Data for this task ::
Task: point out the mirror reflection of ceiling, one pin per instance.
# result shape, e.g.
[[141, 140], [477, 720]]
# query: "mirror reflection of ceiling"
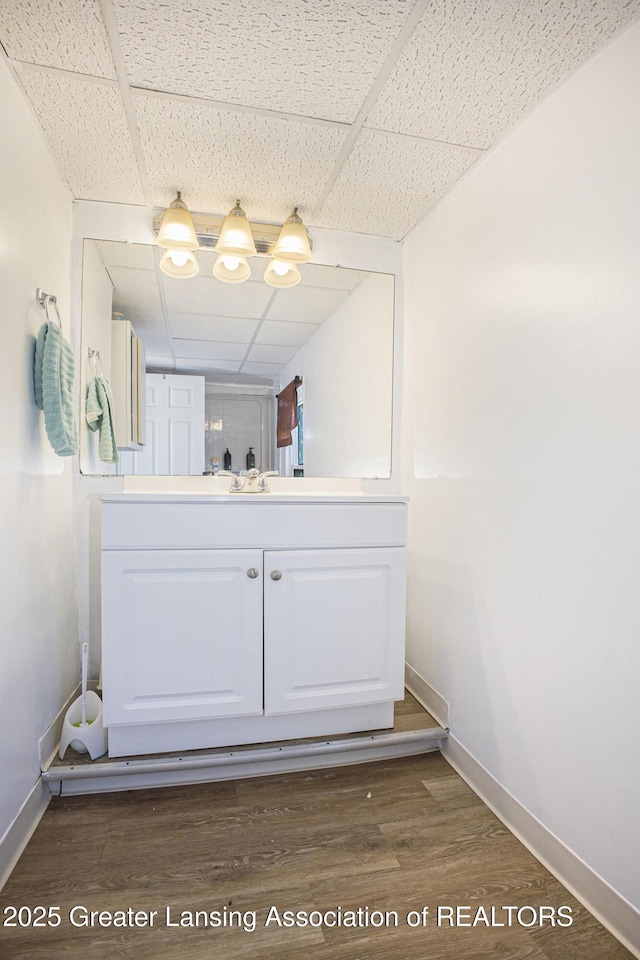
[[363, 113], [247, 330]]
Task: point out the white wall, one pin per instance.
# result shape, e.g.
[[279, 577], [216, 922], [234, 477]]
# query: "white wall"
[[352, 351], [522, 342], [39, 642], [97, 298]]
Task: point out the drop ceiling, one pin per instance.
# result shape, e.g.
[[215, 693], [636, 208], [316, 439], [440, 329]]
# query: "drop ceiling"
[[245, 332], [363, 113]]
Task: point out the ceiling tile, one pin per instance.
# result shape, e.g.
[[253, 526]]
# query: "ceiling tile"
[[137, 289], [471, 70], [305, 306], [270, 164], [208, 350], [57, 33], [336, 278], [265, 370], [115, 253], [314, 59], [203, 366], [198, 326], [289, 334], [87, 130], [264, 353], [389, 183], [209, 296]]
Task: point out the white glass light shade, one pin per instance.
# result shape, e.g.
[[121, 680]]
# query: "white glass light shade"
[[180, 264], [176, 230], [231, 269], [236, 239], [281, 274], [293, 243]]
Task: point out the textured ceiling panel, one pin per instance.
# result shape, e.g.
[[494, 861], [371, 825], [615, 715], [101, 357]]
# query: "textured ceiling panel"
[[472, 69], [288, 334], [147, 324], [263, 353], [207, 350], [315, 58], [206, 366], [337, 278], [264, 370], [66, 34], [87, 130], [219, 155], [389, 182], [138, 256], [197, 326], [305, 306], [135, 288], [214, 298]]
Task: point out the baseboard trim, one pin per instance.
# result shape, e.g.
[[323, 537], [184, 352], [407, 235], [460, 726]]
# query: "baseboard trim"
[[19, 833], [433, 702], [50, 739], [612, 910], [134, 774]]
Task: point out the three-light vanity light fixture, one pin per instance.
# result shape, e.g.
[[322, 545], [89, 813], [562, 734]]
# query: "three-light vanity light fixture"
[[235, 241]]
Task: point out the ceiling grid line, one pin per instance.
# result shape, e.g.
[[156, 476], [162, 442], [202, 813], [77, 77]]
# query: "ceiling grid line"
[[127, 99], [417, 12], [258, 328], [67, 74], [237, 107]]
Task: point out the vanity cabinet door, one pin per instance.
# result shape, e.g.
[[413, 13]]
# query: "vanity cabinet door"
[[182, 634], [334, 628]]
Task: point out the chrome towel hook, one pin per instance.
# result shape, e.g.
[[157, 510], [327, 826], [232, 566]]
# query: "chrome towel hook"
[[44, 299]]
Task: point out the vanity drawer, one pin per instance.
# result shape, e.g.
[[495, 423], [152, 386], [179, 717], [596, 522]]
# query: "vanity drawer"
[[270, 525]]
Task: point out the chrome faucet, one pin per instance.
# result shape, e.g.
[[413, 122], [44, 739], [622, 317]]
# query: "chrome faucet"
[[251, 482]]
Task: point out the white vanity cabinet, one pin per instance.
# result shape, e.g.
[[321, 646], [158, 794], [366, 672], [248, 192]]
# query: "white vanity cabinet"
[[247, 619], [182, 634]]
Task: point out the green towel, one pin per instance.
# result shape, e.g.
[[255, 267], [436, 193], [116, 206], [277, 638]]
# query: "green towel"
[[54, 376], [99, 415]]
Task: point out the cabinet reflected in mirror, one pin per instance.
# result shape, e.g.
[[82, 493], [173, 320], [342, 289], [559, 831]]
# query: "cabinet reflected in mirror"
[[196, 366]]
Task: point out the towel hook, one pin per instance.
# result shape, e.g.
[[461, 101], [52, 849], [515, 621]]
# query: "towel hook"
[[44, 299], [94, 356]]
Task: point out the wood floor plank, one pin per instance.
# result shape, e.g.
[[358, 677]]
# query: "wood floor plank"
[[393, 836]]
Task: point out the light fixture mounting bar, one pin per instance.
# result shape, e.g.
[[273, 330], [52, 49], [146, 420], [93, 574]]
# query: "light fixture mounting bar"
[[208, 226]]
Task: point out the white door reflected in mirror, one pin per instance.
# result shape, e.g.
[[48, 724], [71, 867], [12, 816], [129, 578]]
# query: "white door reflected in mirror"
[[243, 343]]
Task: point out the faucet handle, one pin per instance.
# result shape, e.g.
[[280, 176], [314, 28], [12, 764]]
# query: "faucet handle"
[[236, 483], [264, 483]]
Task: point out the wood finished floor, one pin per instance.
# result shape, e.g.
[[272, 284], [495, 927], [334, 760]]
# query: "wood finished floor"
[[391, 836]]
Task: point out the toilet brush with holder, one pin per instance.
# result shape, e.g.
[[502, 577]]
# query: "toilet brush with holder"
[[83, 729]]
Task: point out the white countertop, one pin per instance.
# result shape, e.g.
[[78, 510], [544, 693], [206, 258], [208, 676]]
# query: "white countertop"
[[226, 498]]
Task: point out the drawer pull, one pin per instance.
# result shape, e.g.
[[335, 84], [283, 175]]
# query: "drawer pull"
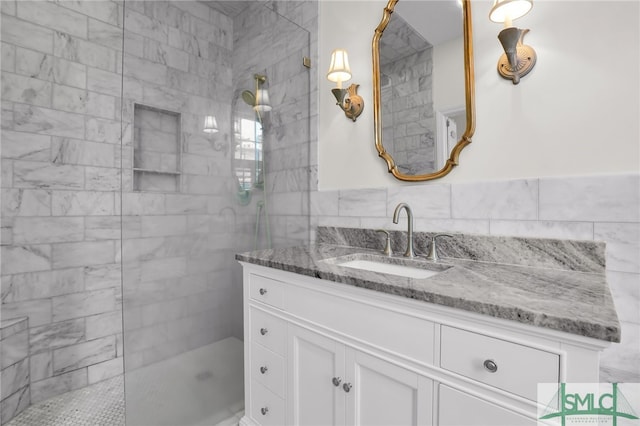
[[490, 366]]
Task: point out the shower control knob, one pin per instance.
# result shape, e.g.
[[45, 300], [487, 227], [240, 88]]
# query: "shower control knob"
[[490, 365]]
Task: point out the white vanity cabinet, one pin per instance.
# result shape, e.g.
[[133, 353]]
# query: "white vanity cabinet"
[[325, 353], [336, 384]]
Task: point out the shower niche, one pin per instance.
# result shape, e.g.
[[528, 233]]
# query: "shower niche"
[[157, 161]]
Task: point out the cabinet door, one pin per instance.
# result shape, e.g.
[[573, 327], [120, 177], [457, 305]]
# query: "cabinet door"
[[457, 408], [383, 393], [314, 362]]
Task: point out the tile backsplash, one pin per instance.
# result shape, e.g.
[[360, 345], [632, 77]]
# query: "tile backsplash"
[[599, 208]]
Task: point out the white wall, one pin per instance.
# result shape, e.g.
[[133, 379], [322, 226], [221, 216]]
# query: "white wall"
[[576, 113]]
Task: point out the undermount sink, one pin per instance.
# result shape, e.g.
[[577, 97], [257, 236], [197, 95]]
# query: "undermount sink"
[[408, 268]]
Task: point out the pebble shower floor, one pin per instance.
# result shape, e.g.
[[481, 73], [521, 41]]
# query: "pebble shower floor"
[[101, 404]]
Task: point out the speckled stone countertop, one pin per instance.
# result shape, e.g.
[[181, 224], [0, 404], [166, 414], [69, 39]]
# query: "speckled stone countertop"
[[575, 300]]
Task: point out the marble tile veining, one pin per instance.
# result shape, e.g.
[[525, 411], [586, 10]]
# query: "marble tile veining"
[[585, 256]]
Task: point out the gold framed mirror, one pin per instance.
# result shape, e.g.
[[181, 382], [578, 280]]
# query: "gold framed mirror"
[[417, 122]]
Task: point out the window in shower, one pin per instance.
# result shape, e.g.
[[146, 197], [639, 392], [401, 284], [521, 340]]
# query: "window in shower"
[[156, 150], [248, 153]]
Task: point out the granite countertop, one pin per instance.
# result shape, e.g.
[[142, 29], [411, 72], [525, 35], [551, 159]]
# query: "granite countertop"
[[566, 300]]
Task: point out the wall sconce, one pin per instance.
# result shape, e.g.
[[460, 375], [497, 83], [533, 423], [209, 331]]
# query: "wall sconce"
[[210, 124], [518, 59], [258, 100], [347, 99]]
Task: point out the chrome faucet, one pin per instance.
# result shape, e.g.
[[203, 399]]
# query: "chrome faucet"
[[396, 216]]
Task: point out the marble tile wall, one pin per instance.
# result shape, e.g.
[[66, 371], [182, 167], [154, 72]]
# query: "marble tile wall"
[[601, 208], [60, 190], [177, 240], [406, 65], [14, 368], [287, 128]]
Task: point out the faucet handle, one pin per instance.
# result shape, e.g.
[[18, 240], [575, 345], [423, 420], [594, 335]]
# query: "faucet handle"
[[433, 249], [387, 244]]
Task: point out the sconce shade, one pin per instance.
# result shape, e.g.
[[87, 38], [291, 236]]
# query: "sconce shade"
[[262, 101], [339, 69], [210, 124], [508, 10]]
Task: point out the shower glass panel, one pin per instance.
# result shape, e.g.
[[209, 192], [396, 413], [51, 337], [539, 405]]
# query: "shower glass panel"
[[188, 205]]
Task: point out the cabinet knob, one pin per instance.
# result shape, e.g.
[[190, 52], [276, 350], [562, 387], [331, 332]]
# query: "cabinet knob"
[[490, 366]]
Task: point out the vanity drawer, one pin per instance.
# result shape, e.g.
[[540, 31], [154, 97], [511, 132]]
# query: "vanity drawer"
[[266, 290], [406, 335], [518, 368], [269, 331], [266, 407], [267, 368]]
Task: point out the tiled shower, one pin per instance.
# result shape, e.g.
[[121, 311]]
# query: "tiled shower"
[[120, 216]]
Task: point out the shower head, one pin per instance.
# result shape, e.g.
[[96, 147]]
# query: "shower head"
[[249, 97]]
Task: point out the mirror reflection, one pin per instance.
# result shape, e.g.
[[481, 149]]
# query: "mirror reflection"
[[422, 89]]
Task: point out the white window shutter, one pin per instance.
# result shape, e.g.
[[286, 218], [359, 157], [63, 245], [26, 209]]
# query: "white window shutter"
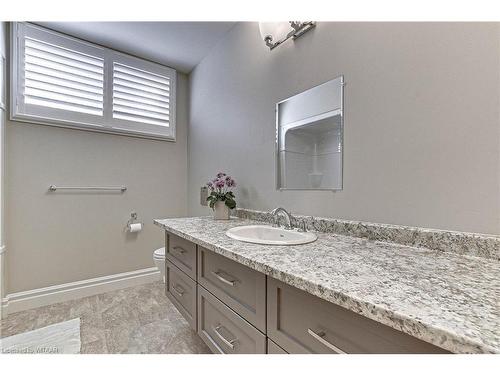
[[140, 96], [63, 79]]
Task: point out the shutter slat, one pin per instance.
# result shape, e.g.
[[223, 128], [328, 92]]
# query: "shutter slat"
[[30, 67], [63, 79], [146, 107], [35, 52], [62, 82], [64, 52], [61, 105], [57, 65], [143, 94], [144, 120], [140, 99], [142, 87], [140, 73], [141, 81], [138, 112], [63, 98], [61, 90]]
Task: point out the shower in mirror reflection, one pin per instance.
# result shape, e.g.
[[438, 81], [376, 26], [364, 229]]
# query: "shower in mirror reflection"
[[309, 129]]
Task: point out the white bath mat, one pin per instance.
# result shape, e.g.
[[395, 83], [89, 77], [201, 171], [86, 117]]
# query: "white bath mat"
[[63, 338]]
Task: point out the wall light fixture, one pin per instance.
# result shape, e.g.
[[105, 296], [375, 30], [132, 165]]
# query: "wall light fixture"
[[275, 33]]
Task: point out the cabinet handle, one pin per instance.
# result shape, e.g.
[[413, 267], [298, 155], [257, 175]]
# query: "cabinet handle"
[[223, 279], [179, 249], [320, 337], [177, 289], [229, 343]]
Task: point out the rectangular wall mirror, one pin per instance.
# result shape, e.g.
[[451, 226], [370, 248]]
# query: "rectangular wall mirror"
[[309, 138]]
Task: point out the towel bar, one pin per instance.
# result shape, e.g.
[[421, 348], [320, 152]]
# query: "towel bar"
[[54, 188]]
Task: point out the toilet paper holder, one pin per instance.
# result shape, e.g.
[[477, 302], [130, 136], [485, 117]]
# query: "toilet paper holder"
[[133, 220]]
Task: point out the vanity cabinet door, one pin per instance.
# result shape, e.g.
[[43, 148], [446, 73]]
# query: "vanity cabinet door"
[[273, 348], [182, 253], [223, 330], [239, 287], [302, 323], [181, 290]]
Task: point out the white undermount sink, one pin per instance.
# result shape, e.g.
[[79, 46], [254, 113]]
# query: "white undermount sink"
[[267, 235]]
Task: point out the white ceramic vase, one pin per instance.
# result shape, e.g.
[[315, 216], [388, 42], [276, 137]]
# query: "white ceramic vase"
[[221, 211]]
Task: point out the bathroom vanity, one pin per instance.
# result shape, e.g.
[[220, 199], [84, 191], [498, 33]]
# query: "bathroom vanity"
[[340, 294]]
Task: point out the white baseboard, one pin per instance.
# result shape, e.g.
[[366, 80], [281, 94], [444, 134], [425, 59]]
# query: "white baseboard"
[[31, 299]]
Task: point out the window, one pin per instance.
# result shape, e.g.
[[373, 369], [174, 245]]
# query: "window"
[[62, 81]]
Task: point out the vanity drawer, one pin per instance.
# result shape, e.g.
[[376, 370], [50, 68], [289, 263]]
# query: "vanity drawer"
[[239, 287], [223, 330], [182, 253], [181, 290], [273, 348], [302, 323]]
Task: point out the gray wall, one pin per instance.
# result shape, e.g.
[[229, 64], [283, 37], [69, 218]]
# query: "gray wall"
[[3, 52], [55, 238], [422, 127]]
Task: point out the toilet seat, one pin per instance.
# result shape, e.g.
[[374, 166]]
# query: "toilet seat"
[[159, 253]]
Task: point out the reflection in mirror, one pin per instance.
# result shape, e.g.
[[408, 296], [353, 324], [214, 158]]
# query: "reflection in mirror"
[[310, 139]]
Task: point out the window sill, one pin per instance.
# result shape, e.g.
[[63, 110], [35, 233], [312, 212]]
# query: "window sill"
[[90, 128]]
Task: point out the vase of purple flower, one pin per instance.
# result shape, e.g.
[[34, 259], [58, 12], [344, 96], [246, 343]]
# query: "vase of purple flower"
[[221, 198]]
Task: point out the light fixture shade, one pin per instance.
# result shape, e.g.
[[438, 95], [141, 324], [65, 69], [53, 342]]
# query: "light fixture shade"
[[276, 30], [275, 33]]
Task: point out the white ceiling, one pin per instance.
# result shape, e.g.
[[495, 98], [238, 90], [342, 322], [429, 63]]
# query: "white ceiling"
[[180, 45]]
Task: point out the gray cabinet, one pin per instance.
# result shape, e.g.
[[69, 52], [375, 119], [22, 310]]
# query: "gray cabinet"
[[223, 330], [273, 348], [182, 253], [181, 290], [302, 323], [239, 287], [238, 310]]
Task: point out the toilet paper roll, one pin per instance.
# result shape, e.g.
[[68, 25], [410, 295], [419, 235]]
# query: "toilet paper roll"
[[136, 227]]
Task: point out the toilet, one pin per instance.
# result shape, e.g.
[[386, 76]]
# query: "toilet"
[[159, 259]]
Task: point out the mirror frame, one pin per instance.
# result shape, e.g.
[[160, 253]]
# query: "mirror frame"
[[277, 145]]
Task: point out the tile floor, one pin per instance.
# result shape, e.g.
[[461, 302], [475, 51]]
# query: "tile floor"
[[133, 320]]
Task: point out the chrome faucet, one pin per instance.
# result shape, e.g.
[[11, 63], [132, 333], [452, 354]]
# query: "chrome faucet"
[[276, 215]]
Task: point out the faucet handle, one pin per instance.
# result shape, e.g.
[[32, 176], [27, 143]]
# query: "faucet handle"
[[302, 226]]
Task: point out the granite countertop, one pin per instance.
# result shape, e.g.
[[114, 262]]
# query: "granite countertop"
[[449, 300]]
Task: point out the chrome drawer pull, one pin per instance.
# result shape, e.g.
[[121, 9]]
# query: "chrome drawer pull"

To be done :: Write the lines out exactly, from the one with "Task: point out the mirror frame, one" down to the last line of the listing, and leave out all others.

Exercise solution ::
Task: point out the mirror frame, one pin per instance.
# result shape, e.g.
[[160, 253]]
# query: "mirror frame"
[[277, 145]]
Task: point out the tile floor, one pin per instance.
# result shape, e.g.
[[461, 302], [475, 51]]
# query: "tile floor"
[[133, 320]]
Task: point out the chrome faucet, one pin per instance.
# result shape, e.g.
[[11, 63], [132, 333], [452, 354]]
# query: "chrome faucet"
[[276, 215]]
Task: point out the faucet handle, one pin per instance.
# result shape, e.g.
[[32, 176], [27, 143]]
# query: "faucet handle"
[[302, 226]]
Task: point out the granite countertop, one pin per instance.
# result shape, e.g.
[[114, 262]]
# query: "granite countertop"
[[449, 300]]
Task: point out the chrome drawer pull, one pin per instance.
# result shape, e.g.
[[121, 9]]
# query: "chrome drawer pull"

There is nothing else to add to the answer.